Document passage:

How To Be Response-Able For Your Entire Life Without Blaming Yourself

There goes a seemingly manic overachiever on YouTube, or TikTok, telling you that you're responsible for manifesting every aspect of your life.

Their eyes glazed with dopamine, their gaze like the person at the bus stop or train station that you feel compelled to avoid.

'YOU ARE RESPONSIBLE FOR EVERYTHING THAT HAPPENS TO YOU' they shout.

The thing is, they're at least directionally right, while being just a little to the left of the practical advice bullseye.

Why You're Response-Able For Everything That Happens To You, Even If You're Not To Blame

Instead of saying you should be responsible for every experience you have, I think we should phrase it as "response-able."

Granted, it sounds fucking stupid. But it's a little bit of word-magic, and it works.

While I generally believe the Buddhist concept of kamma is a real thing, it doesn't necessarily mean you wanted misfortune to fall at your feet.

Most of us don't.

In fact, as Guy Armstrong points out in his book, ‘Emptiness’, the Buddha said kamma (karma) is only one source of pain your life, and that other factors, like “illness, diet, climate, accidents, and assault” all play their own roles in bringing us pain, and aren’t necessarily tied to past action.

We didn't ask for traumatic lives, but it's what each block of 365 days handed out to us.

I'm not here to tell you that victims of the worst crimes were to blame for what happened, I'm here to provide you with a reframe that gives power back to you, and any of those aforementioned victims.

To be response-able is to be capable of responding. In our society, to be responsible often means you're *the* cause. With the former, you're *a* cause for change in whatever situation you find yourself in.

It doesn't mean you're guaranteed to get what you want, but it does mean you can be empowered in the moment, regardless of outside factors.

Let's talk about how to use this in a practical way.

The Ways You Can Be Response-Able

There's two ways of responding: physical action, and mental action.

One way of figuring out which action would be the best way to handle what you're currently facing is a mental action: Asking yourself 'What Would Need To Be True For Me To Have The Worst Response To This' -- and then do the opposite of each.

There's so many situations in life you can stand to be response-able for, so it's difficult to give specific prescriptions for unique events, but the what would need to be true question above can help you use inversion to reverse-engineer a proper response.

Source material:
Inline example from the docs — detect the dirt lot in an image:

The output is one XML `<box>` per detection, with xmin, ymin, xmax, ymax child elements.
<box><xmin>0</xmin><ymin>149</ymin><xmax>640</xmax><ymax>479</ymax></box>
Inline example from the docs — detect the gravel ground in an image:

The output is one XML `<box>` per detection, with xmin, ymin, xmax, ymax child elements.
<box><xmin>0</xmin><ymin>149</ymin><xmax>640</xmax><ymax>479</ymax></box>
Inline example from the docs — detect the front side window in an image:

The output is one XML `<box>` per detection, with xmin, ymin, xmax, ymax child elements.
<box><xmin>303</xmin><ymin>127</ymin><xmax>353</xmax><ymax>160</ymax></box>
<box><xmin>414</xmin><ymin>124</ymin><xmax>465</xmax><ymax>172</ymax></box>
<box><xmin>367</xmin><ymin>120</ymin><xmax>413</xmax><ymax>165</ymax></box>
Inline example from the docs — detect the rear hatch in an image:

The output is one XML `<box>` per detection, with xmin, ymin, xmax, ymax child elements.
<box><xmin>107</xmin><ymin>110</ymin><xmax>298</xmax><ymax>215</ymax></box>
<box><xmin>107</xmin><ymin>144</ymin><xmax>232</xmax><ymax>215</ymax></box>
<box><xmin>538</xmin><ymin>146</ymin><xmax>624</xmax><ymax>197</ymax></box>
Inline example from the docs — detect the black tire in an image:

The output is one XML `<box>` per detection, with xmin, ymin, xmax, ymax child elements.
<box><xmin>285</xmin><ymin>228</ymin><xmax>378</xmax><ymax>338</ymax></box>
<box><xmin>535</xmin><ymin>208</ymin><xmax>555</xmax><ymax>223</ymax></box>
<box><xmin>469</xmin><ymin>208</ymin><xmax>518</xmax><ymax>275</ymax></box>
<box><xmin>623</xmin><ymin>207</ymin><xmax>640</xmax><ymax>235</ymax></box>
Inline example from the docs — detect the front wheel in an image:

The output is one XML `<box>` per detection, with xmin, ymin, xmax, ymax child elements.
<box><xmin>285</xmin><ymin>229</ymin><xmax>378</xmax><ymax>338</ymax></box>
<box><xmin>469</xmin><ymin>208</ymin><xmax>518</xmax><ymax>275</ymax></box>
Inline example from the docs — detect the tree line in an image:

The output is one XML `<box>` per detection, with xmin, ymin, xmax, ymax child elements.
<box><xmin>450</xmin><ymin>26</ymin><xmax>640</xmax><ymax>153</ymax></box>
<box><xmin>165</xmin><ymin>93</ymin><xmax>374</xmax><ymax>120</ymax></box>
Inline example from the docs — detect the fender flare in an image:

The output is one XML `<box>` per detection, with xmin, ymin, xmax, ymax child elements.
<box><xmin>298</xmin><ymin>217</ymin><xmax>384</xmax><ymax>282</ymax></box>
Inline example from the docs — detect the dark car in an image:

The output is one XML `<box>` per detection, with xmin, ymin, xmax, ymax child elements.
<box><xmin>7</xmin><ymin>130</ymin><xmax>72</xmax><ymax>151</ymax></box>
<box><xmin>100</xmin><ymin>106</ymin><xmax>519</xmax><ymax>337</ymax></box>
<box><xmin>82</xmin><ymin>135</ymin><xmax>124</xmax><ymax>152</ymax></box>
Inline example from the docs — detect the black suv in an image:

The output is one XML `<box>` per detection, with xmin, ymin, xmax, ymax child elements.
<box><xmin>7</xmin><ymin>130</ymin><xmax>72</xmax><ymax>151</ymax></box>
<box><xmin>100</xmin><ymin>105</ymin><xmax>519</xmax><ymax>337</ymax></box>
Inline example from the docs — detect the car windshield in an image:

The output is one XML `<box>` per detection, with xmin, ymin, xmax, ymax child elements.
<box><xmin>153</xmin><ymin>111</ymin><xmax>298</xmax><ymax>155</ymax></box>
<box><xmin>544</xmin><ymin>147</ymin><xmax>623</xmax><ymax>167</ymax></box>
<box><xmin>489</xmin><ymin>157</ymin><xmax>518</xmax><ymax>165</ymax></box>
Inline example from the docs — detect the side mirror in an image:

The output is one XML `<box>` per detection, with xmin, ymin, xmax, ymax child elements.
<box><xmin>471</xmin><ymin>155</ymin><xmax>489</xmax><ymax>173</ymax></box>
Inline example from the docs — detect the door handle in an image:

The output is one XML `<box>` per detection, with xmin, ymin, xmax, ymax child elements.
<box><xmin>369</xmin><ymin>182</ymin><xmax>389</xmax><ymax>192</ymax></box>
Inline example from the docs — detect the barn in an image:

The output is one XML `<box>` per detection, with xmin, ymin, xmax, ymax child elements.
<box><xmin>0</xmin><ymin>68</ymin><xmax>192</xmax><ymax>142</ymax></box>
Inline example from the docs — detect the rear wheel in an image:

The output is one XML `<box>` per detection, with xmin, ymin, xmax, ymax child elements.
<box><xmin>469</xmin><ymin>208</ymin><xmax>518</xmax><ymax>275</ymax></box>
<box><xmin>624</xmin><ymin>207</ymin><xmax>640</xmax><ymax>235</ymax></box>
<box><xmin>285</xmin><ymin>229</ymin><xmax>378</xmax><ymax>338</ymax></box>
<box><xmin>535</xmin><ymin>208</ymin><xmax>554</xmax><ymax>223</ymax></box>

Set of tasks:
1. Copy the passage on being response-able word for word, between "Granted, it sounds" and "of us don't.", inclusive.
2. What are the two ways of responding that the passage on being response-able identifies?

Responses per task:
1.
Granted, it sounds fucking stupid. But it's a little bit of word-magic, and it works.

While I generally believe the Buddhist concept of kamma is a real thing, it doesn't necessarily mean you wanted misfortune to fall at your feet.

Most of us don't.

2. Physical action and mental action.